→ GOAL OF THE EXERCISE: Count the lines in the entries below that contain the string "vase", matching case exactly, and give only that number.

→ EXERCISE INPUTS:
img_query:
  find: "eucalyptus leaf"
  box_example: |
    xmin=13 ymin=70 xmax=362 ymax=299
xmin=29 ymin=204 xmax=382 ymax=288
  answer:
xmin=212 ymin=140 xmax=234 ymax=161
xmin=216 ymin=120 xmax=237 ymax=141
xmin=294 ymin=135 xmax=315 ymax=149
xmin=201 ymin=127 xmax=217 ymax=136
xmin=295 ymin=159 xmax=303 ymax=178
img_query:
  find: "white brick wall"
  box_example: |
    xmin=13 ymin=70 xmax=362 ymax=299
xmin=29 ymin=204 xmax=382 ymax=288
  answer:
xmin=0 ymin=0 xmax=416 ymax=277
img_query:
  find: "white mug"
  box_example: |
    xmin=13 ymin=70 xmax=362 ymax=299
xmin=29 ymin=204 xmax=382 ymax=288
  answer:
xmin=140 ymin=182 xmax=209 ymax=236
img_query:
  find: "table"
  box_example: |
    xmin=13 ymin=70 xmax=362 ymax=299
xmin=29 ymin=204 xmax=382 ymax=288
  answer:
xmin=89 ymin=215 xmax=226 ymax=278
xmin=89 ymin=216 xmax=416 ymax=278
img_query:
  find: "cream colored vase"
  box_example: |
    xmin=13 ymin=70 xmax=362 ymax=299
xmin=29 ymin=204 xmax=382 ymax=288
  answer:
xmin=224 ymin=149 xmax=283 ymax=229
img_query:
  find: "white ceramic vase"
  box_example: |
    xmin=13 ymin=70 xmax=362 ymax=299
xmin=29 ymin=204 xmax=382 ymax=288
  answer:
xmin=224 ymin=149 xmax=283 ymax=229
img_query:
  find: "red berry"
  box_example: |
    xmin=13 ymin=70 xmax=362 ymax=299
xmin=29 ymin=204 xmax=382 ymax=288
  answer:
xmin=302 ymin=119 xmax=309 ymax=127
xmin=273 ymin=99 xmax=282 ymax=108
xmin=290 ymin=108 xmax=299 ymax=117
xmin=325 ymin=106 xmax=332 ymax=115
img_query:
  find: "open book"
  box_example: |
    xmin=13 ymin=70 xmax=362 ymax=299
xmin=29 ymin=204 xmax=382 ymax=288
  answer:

→ TASK SOLUTION: 2